Extrait étudié:
CONCLUSION
Sucellus-Dispater-Silvain est l'un des dieux masculins les plus importants du panthéon celtique et gallo-romain.
Il a participé à la formation de ce dernier, comme à son évolution. Divinité plurivalente, simultanément sidéral et
chtonien, il est, comme le Mars indigène, antérieur à l'introduction du système tripartite des grands dieux celtiques.
Il se distingue toutefois du Mars indigène par son unicité : il n'est pas, comme lui, pourvu d'épithètes régionales
ou topiques. Il est toujours semblable à lui même grâce aux principaux attributs qui le caractérisent : maillet, pot, chien,
tonneau, en dépit des deux noms qui lui ont été dévolus dans le processus des interprétations celtiques des dieux latins :
Silvain, Dispater. Toutefois, à l'instar de Mars, il a contaminé le grand dieu sidéral celtique Taranis, comme en
témoignent les Gloses de Berne et les monnaies gauloises.
Son destin le distingue fortement des Mars indigènes. Ce dernier a rencontré les faveurs du pouvoir romain. Il
est devenu le préféré des aristocraties municipales et des prêtres des autels du Confluent.
Au contraire, il semble que Sucellus ait été quelque peu marginalisé. Il a été particulièrement adoré par les
peuples traditionnalistes peu celtisés, des Alpilles aux Alpes de Haute-Provence. Sa vogue entre Loire et Saône, chez les
Héduens-Lingons-Senons, tient au fait que ces peuples également sont restés particulièrement fidèles aux traditions
préceltiques, qui constituent la trame même de leur tissu religieux régional. Sa clientèle se recrute principalement parmi
les artisans, les viticulteurs, les esclaves et les affranchis, les propriétaires ruraux, les marchands enrichis ayant acquis
des domaines à la campagne et leur domesticité.

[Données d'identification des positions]
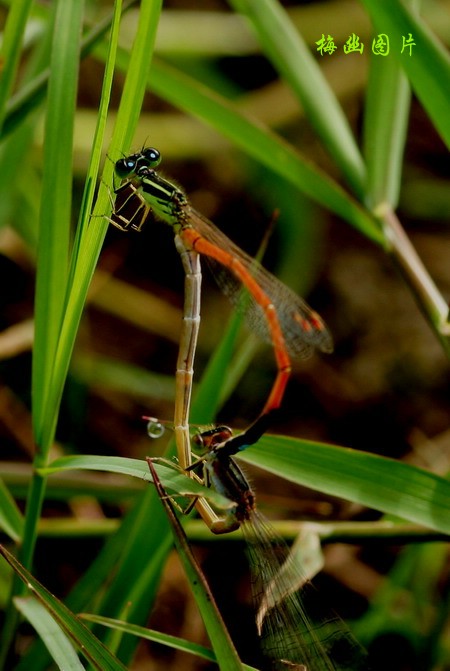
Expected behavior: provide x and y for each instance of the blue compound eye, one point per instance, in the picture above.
(151, 156)
(125, 166)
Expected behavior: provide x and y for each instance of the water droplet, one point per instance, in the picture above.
(155, 429)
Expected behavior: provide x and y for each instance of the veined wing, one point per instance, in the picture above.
(303, 329)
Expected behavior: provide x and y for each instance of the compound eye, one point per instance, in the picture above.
(125, 166)
(152, 156)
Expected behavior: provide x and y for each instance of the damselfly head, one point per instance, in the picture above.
(129, 165)
(213, 437)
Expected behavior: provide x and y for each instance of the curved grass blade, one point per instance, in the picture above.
(377, 482)
(99, 656)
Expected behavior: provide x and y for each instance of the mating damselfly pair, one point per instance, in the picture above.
(294, 330)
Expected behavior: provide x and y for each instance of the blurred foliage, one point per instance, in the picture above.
(250, 119)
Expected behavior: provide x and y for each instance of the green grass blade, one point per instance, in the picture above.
(11, 50)
(77, 632)
(173, 479)
(92, 239)
(217, 632)
(260, 143)
(385, 126)
(158, 637)
(380, 483)
(11, 520)
(31, 95)
(428, 68)
(57, 643)
(54, 229)
(295, 63)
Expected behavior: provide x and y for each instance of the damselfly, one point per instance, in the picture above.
(296, 632)
(273, 311)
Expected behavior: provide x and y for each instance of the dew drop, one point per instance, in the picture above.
(155, 429)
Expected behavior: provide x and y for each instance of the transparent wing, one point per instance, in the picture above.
(298, 631)
(302, 327)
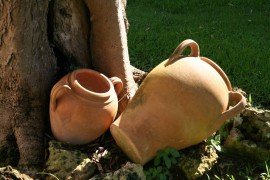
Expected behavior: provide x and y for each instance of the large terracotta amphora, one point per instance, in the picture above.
(181, 102)
(83, 105)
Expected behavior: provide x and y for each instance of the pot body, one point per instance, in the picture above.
(83, 105)
(181, 102)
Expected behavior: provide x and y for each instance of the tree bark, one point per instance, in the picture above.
(70, 31)
(109, 45)
(27, 67)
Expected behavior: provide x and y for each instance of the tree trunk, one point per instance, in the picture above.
(27, 66)
(69, 28)
(109, 44)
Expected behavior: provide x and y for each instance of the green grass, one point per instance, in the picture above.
(235, 34)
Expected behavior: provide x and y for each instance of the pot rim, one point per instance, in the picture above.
(86, 93)
(219, 70)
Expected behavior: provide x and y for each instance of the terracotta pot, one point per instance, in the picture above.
(181, 102)
(83, 105)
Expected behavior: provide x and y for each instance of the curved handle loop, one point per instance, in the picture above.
(195, 50)
(118, 84)
(54, 94)
(234, 97)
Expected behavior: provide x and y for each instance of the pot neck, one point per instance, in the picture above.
(102, 94)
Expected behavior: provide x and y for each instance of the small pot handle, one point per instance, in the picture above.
(240, 101)
(118, 84)
(195, 50)
(54, 93)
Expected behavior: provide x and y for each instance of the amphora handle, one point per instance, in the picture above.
(117, 83)
(55, 92)
(234, 97)
(177, 53)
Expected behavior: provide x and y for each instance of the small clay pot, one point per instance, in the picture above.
(83, 105)
(180, 103)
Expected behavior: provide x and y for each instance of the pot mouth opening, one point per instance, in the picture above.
(220, 72)
(92, 82)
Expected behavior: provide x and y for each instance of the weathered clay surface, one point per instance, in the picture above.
(129, 171)
(68, 164)
(195, 162)
(250, 135)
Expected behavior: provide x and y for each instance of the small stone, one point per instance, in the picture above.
(129, 171)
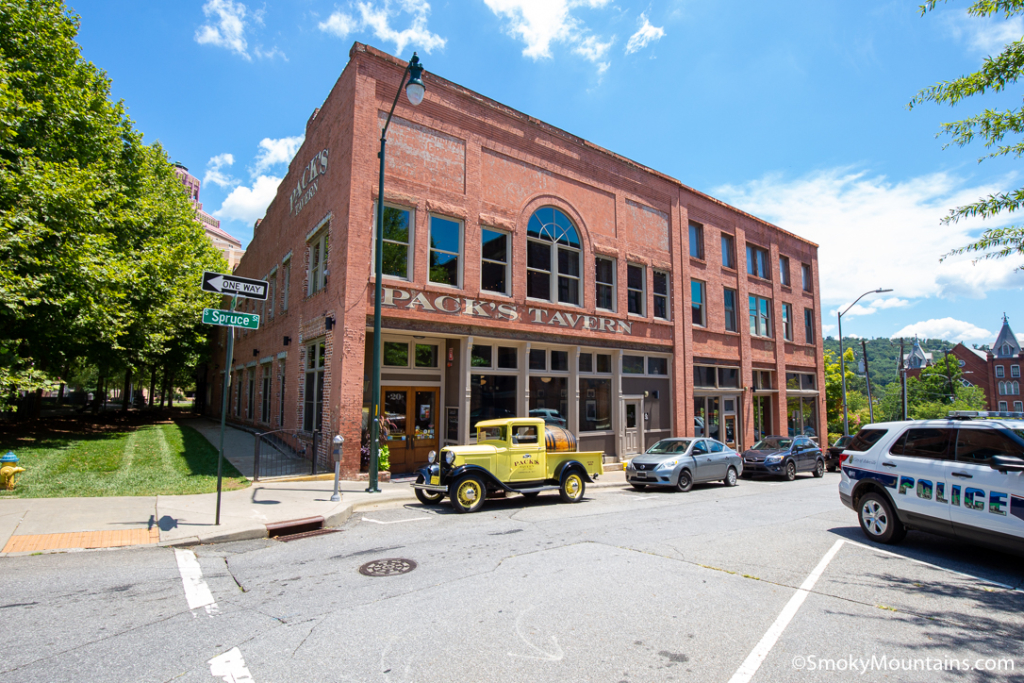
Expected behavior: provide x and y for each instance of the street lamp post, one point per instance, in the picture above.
(842, 359)
(414, 90)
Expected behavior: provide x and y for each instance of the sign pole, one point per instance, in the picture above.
(223, 407)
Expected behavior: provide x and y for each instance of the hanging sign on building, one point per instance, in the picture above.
(307, 184)
(444, 303)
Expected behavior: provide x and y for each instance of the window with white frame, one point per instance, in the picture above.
(662, 299)
(317, 261)
(312, 404)
(397, 236)
(697, 308)
(553, 256)
(495, 261)
(445, 251)
(604, 279)
(636, 288)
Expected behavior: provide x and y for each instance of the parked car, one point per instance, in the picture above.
(784, 456)
(962, 477)
(835, 451)
(683, 462)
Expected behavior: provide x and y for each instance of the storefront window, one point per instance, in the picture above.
(595, 404)
(492, 396)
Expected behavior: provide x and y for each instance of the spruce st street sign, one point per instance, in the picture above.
(235, 286)
(230, 318)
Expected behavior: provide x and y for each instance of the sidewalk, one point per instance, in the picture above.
(33, 525)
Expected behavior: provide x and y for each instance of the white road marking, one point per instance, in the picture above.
(934, 566)
(760, 651)
(197, 592)
(229, 667)
(396, 521)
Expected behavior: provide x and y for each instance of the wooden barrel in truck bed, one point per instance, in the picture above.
(559, 439)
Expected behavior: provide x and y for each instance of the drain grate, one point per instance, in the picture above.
(305, 535)
(387, 567)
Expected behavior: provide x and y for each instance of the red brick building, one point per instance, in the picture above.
(527, 271)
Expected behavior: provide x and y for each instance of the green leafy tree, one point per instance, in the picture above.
(999, 129)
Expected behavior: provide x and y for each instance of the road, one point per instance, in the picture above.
(765, 582)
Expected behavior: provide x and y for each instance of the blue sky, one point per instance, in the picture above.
(794, 111)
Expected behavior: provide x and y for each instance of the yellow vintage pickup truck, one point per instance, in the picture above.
(515, 456)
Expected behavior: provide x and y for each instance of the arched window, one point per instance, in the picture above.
(553, 257)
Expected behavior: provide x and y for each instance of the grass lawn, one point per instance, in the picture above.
(64, 460)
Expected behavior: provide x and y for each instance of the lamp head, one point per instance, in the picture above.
(415, 88)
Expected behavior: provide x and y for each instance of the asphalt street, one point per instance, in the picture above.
(768, 581)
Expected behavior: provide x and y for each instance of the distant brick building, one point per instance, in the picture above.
(527, 271)
(230, 247)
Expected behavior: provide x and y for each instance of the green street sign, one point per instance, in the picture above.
(230, 318)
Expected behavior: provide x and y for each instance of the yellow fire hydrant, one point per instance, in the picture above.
(8, 468)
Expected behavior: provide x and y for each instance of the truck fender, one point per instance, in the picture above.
(563, 469)
(488, 478)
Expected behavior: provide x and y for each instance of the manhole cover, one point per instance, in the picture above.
(387, 567)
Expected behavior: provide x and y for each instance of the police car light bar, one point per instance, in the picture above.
(963, 415)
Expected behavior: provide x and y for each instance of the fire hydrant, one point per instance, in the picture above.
(8, 468)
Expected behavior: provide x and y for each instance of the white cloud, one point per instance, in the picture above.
(273, 152)
(248, 204)
(876, 233)
(228, 28)
(340, 25)
(644, 36)
(945, 328)
(417, 35)
(214, 174)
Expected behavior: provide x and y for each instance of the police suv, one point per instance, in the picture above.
(962, 477)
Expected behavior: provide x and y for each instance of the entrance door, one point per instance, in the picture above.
(413, 413)
(633, 432)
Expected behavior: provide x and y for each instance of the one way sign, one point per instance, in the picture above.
(235, 286)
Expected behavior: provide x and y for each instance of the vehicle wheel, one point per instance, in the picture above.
(572, 487)
(878, 520)
(468, 494)
(730, 477)
(426, 497)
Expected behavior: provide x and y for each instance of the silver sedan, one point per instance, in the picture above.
(682, 462)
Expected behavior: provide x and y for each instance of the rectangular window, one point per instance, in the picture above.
(495, 261)
(397, 237)
(286, 283)
(265, 402)
(757, 261)
(662, 295)
(635, 289)
(317, 262)
(312, 408)
(696, 241)
(604, 280)
(760, 316)
(697, 302)
(445, 248)
(728, 251)
(787, 322)
(633, 365)
(595, 404)
(730, 310)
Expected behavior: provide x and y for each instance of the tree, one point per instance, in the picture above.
(991, 126)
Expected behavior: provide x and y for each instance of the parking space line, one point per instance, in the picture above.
(761, 650)
(935, 566)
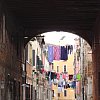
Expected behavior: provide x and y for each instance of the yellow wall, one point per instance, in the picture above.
(70, 69)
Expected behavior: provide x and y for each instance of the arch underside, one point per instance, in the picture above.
(38, 16)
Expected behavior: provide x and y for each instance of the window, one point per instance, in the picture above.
(65, 93)
(58, 94)
(57, 68)
(52, 93)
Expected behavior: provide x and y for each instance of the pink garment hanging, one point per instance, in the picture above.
(56, 52)
(64, 76)
(67, 77)
(58, 76)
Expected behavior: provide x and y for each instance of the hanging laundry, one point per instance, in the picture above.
(50, 53)
(78, 77)
(58, 76)
(64, 76)
(56, 52)
(67, 77)
(70, 77)
(64, 53)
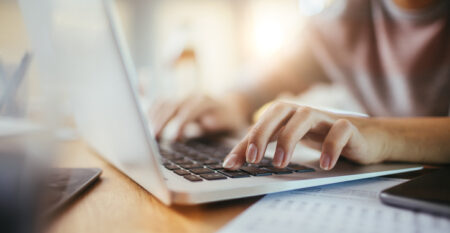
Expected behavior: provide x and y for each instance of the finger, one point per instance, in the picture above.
(337, 138)
(236, 158)
(269, 124)
(299, 124)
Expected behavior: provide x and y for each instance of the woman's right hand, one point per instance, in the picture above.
(211, 115)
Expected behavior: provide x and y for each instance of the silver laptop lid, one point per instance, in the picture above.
(88, 51)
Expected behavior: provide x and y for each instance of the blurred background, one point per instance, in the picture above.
(189, 43)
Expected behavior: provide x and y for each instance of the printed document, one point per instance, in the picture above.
(346, 207)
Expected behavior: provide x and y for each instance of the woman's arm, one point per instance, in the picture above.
(421, 139)
(363, 140)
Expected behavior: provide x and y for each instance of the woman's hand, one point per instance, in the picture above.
(210, 114)
(288, 123)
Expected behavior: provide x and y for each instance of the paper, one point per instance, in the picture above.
(346, 207)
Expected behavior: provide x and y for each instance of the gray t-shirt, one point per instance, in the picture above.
(396, 62)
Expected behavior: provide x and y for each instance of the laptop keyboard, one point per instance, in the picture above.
(197, 162)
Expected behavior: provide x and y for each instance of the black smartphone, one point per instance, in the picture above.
(64, 184)
(427, 193)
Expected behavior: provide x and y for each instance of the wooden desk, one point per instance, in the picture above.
(117, 204)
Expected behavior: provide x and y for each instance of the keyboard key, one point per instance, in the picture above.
(182, 161)
(234, 174)
(215, 166)
(278, 170)
(213, 176)
(181, 172)
(256, 171)
(172, 167)
(211, 161)
(193, 178)
(201, 170)
(192, 165)
(299, 168)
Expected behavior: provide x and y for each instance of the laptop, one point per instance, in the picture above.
(109, 117)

Consignes:
**a)** Recopiez le passage du texte sur Sucellus compris entre « Il se distingue » et « autels du Confluent. », ces deux segments inclus.
**b)** Poursuivez le texte consacré à Sucellus à partir de sa dernière phrase.

Réponses attendues:
**a)**
Il se distingue toutefois du Mars indigène par son unicité : il n'est pas, comme lui, pourvu d'épithètes régionales
ou topiques. Il est toujours semblable à lui même grâce aux principaux attributs qui le caractérisent : maillet, pot, chien,
tonneau, en dépit des deux noms qui lui ont été dévolus dans le processus des interprétations celtiques des dieux latins :
Silvain, Dispater. Toutefois, à l'instar de Mars, il a contaminé le grand dieu sidéral celtique Taranis, comme en
témoignent les Gloses de Berne et les monnaies gauloises.
Son destin le distingue fortement des Mars indigènes. Ce dernier a rencontré les faveurs du pouvoir romain. Il
est devenu le préféré des aristocraties municipales et des prêtres des autels du Confluent.

**b)**
Ses racines archaïques le rapprochent des traditions irlandaises, correspondant elles mêmes en grande partie, à
un étage religieux plus ancien que le Ve siècle avant J.C. Cet étage est probablement contemporain de la culture des
cavaliers et des guerriers porteurs de l'épée longue du Hallsttatien Ancien, comme en témoigne sa répartition en Gaule
dans les pays où se rencontrent en nombre les tombes de ces derniers (Bourgogne, vallée de la Saône et région du Bas-
Rhône).
Le chaudron de Gundestrup le présente comme un dieu auxiliaire, chargé de la protection des morts dans leur
voyage vers l'au-delà, présidant au culte domestique du foyer et des ancêtres. Il est lui même, d'après César, et
conformément à la doctrine druidique, l'ancêtre commun de la race gauloise. C'est sans doute là l'ultime égard que les
druides lui ont manifesté, après l'avoir mis à l'écart des grands dieux.
A l'époque gallo-romaine, ses fonctions sont précisées par ses attributs. Son maillet-sceptre fait de lui une
divinité souveraine, dominus en latin, KYPIOC en grec, à l'instar de l'hellénistique Sérapis, dont il porte la chevelure.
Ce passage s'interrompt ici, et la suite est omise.